### Reading passage
Configuration files used in this example are listed at the end of the section. The following is a list of commands that deploys various containers on the cygnus cluster:
# Start sampler containers on cygnus-01,02,03,04
root@cygnus-07 $ pdsh -w cygnus-0[1-4] 'docker run -d --name=samp --network=host --pid=host --privileged -v /run/munge:/run/munge:ro -e COMPONENT_ID=${HOSTNAME#cygnus-0} ovishpc/ldms-samp -x rdma:411 -a munge'
# Notice the COMPONENT_ID environment variable setup using Bash substitution.
# The COMPONENT_ID environment variable is later used in LDMSD sampler plugin
# configuration `component_id: ${COMPONENT_ID}` in the `ldms_cfg.yaml` file.

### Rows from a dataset
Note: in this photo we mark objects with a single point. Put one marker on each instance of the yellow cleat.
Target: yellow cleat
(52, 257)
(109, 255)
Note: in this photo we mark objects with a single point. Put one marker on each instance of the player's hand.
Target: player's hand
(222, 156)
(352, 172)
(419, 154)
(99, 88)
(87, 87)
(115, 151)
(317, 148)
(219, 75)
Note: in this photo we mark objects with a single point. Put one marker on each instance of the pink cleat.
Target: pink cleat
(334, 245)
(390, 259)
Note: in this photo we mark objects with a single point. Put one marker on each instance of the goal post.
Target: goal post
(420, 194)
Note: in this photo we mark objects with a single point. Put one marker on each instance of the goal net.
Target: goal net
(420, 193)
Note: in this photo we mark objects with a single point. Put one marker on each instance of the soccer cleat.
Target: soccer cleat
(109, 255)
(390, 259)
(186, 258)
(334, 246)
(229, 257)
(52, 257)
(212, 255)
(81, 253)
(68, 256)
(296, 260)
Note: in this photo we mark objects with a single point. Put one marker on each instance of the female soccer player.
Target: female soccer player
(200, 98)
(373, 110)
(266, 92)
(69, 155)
* * *
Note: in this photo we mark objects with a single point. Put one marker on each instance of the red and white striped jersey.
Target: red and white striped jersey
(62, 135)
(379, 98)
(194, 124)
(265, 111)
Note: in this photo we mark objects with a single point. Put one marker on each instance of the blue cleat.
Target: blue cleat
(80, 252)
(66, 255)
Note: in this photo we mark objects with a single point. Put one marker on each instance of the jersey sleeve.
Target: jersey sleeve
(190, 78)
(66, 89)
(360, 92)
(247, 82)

### Written request A
Answer these questions from the cygnus cluster deployment text:
(i) On which nodes are the sampler containers started?
(ii) How is the COMPONENT_ID environment variable set up?
(iii) In which file is COMPONENT_ID later used?
### Written request B
Resume the cygnus cluster deployment text after its last line.

### Result A
(i) cygnus-01, 02, 03, and 04
(ii) Using Bash substitution
(iii) ldms_cfg.yaml

### Result B
# Start L1 aggregator containers on cygnus-05,06
root@cygnus-07 $ pdsh -w cygnus-0[5-6] docker run -d --name=agg1 --network=host --pid=host --privileged -v /run/munge:/run/munge:ro ovishpc/ldms-agg -x rdma:411 -a munge
# Start L2 aggregator container on cygnus-07
root@cygnus-07 $ docker run -d --name=agg2 --network=host --pid=host --privileged -v /run/munge:/run/munge:ro -v /store:/store:rw ovishpc/ldms-agg -x rdma:411 -a munge
# Start dsosd in the `agg2`, our L2 aggregator container
root@cygnus-07 $ echo 'rpcbind ; dsosd > /var/log/dsosd.log 2>&1 &' | docker exec -i agg2 /bin/bash
# Start maestro container on cygnus-07
root@cygnus-07 $ docker run -d --name=maestro --network=host --privileged -v /run/munge:/run/munge:ro -v ${PWD}/ldms_cfg.yaml:/etc/ldms_cfg.yaml:ro ovishpc/ldms-maestro
# Start Django UI container
root@cygnus-07 $ docker run -d --name=ui --network=host --privileged -v ${PWD}/dsosd.conf:/opt/ovis/etc/dsosd.conf -v ${PWD}/settings.py:/opt/ovis/ui/sosgui/settings.py ovishpc/ldms-ui
# Start Grafana container
root@cygnus-07 $ docker run -d --name=grafana --privileged --network=host ovishpc/ldms-grafana
Related configuration files
# dsosd.conf
cygnus-07
# ldms_cfg.yaml
xprt: &xprt "rdma"
daemons:
- names : &samp-names "samp-[1-4]"
hosts : &samp-hosts "cygnus-0[1-4]-iw"
endpoints :
- names : &samp-eps "cygnus-0[1-4]-iw-ep"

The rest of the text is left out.